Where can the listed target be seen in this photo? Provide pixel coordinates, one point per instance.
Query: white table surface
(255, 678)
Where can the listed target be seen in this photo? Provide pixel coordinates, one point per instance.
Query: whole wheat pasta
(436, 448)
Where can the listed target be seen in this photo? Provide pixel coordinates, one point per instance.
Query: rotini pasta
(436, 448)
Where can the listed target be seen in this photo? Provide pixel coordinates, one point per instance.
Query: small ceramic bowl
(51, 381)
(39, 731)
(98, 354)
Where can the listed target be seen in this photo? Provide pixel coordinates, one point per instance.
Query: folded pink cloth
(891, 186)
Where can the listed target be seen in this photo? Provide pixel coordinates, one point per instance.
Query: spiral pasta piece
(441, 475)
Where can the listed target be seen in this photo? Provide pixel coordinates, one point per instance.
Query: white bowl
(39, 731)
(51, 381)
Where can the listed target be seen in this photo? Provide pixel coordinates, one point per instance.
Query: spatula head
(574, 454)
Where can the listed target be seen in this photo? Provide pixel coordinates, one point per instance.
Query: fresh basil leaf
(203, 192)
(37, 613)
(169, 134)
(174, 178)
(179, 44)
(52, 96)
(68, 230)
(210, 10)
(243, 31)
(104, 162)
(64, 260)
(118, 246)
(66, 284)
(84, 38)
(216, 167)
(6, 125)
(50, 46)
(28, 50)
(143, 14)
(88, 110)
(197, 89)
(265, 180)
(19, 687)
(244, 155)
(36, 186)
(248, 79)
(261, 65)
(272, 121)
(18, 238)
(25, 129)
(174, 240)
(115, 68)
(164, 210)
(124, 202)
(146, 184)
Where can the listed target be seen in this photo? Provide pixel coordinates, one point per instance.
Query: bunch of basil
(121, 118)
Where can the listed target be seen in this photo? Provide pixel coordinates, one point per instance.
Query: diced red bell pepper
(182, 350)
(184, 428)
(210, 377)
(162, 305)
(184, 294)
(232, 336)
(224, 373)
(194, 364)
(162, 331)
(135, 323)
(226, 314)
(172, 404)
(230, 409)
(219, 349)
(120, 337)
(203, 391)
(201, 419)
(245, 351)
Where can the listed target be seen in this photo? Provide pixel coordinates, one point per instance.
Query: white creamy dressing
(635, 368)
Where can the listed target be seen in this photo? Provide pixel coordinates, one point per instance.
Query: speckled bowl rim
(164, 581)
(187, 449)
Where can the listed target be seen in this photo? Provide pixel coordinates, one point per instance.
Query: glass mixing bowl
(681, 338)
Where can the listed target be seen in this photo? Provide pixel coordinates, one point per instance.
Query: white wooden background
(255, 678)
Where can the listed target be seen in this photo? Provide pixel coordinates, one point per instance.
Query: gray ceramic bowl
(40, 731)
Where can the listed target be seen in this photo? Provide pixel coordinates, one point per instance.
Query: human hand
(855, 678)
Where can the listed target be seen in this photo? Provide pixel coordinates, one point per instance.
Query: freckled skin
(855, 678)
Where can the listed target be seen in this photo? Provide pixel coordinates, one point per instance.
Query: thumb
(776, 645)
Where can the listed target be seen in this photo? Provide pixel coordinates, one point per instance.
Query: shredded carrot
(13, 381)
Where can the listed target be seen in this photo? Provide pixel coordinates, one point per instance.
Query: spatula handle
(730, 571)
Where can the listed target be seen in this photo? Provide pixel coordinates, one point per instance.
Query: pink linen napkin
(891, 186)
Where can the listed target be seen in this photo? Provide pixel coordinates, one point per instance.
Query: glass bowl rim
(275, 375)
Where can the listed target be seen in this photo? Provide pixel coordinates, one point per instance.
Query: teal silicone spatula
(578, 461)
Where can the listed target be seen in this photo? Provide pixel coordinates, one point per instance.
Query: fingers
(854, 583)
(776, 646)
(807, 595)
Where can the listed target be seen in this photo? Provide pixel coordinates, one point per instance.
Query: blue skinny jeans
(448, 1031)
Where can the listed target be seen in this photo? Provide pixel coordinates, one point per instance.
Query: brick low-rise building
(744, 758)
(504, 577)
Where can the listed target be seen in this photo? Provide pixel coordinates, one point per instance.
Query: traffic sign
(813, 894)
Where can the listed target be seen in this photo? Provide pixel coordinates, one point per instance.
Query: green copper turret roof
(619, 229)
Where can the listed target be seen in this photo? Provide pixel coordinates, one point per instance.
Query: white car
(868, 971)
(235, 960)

= = = = = = =

> [Exercise instructions]:
Copy each record from above exactly, and include every line.

> [Task result]:
Where can the listed target be seen in this photo? Provide pixel coordinates, one point per instance.
Query: white table surface
(255, 678)
Where can the listed target be seen in this photo? Provide pixel coordinates, one point per instance.
Query: whole wheat pasta
(436, 448)
Where can the listed target be seen in this photo? Provide pixel coordinates, one point per instance.
Query: rotini pasta
(436, 448)
Where can the listed target be seen in this photo? Provide pixel coordinates, one point per instance.
Query: small ceramic bowl
(51, 381)
(39, 731)
(98, 354)
Where can the listed target be seen in this photo? Provide pixel coordinates, one point per instance.
Query: folded pink cloth
(891, 186)
Where can the listed target be seen in this photo? Provide pixel coordinates, one point per instance.
Query: spiral pasta piece
(441, 475)
Where can the listed target be seen in this photo? Provide pixel coordinates, one point per instance.
Query: white bowl
(39, 731)
(51, 381)
Where can the listed target be seen in this photo? Provide pixel coordinates, one point per instance.
Query: spatula head
(574, 454)
Where can the listed target be seen in this photo? Provide pixel coordinates, one point per instance.
Query: fresh basil leaf
(203, 192)
(37, 613)
(169, 134)
(174, 178)
(179, 44)
(52, 96)
(68, 230)
(210, 10)
(243, 31)
(104, 162)
(64, 260)
(118, 246)
(66, 284)
(84, 38)
(216, 167)
(6, 125)
(50, 46)
(28, 50)
(143, 14)
(88, 110)
(197, 89)
(265, 180)
(19, 687)
(244, 155)
(36, 186)
(248, 79)
(261, 65)
(272, 121)
(18, 238)
(25, 129)
(174, 240)
(115, 68)
(164, 210)
(124, 202)
(146, 184)
Where can the listed target be seen in this photo? Provide pixel coordinates, one point per instance.
Query: bunch of basil
(121, 118)
Where can the listed target be seen in this photo? Provide pixel coordinates, one point per instance.
Query: diced red bell pepper
(182, 350)
(184, 428)
(210, 377)
(162, 305)
(184, 294)
(232, 336)
(224, 373)
(194, 364)
(162, 331)
(135, 323)
(226, 314)
(172, 404)
(230, 409)
(219, 349)
(120, 337)
(203, 391)
(201, 419)
(245, 351)
Where can the listed target be seen in this photo? Provide pixel coordinates, one point per instance.
Query: white creamy dressing
(635, 368)
Where can the listed target be seen in this photo? Provide pixel coordinates, one point per instance.
Query: speckled bowl rim
(164, 581)
(187, 449)
Where can the listed target be seen in this photo? Provide pixel coordinates, one point per instance.
Query: glass mixing bowl
(681, 338)
Where can the listed target be seen in this photo? Provide pixel coordinates, one point per instance.
Query: white wooden background
(255, 678)
Where can the listed target be seen in this photo? Provide pixel coordinates, one point per instance.
Query: gray ceramic bowl
(40, 731)
Where can the listed target be seen in this photo? Provide pixel coordinates, one point per instance.
Query: human hand
(855, 678)
Where can the listed target be seen in this photo? Provide pixel coordinates, one point per instance.
Query: freckled skin
(855, 678)
Where can the listed target be seen in this photo? Provide pixel coordinates, one point per instance.
Query: thumb
(776, 645)
Where can the listed target be seen in this photo? Provide pixel coordinates, one point per instance.
Query: shredded carrot
(13, 381)
Where can the listed target be seen in this photo? Provide pixel coordinates, one point per instance.
Query: spatula handle
(730, 571)
Where can the listed target be seen in this photo? Provide pixel coordinates, one point per instance.
Query: pink linen napkin
(891, 186)
Where can the listed target be seen in this photo? Provide pixel coordinates, one point per instance.
Query: glass bowl rim
(275, 375)
Where can the listed target be seen in this photo? Provide pixel coordinates, one point per instance.
Query: teal silicone spatula
(578, 461)
Where can the listed target be seen in this photo? Provide pixel coordinates, one point per instance.
Query: fingers
(854, 583)
(776, 646)
(807, 595)
Where can the listed target be seen in this photo? Provide pixel coordinates, one point per instance.
Query: blue skinny jeans
(448, 1031)
Where can the listed target be seen in this photo? Provide pixel coordinates, one point per instance.
Query: brick low-rise building
(744, 758)
(504, 577)
Where can the listed target be seen in this photo? Provide pixel coordinates, one point per instance.
Query: traffic sign
(813, 894)
Where can the listed target be seen in this photo? Provide pixel coordinates, one point per instance.
Query: green copper turret roof
(619, 229)
Where can the listed target be seen in this photo? Provide pixel coordinates, one point per instance.
Query: white car
(868, 971)
(235, 960)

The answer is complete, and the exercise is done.